## What to produce
Copy the rows from the beginning of the records through the line containing "positive clicks: (917, 149)", putting "coarse mask" in place of "rough mask" and keeping everything else the same.
##############################
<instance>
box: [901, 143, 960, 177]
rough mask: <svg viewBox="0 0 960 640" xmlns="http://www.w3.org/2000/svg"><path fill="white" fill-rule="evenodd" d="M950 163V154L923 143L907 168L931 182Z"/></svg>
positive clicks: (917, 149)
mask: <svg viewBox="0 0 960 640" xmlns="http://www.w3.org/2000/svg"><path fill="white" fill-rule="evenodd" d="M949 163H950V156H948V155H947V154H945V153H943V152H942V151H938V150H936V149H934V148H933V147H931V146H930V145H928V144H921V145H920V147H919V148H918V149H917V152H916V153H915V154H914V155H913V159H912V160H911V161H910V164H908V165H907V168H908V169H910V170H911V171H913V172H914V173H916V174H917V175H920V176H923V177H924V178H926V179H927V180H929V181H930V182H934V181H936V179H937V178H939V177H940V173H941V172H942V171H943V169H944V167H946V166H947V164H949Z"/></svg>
##############################
## Expected output
<instance>
box: [901, 143, 960, 177]
coarse mask: <svg viewBox="0 0 960 640" xmlns="http://www.w3.org/2000/svg"><path fill="white" fill-rule="evenodd" d="M950 163V154L923 143L907 168L931 182Z"/></svg>
positive clicks: (917, 149)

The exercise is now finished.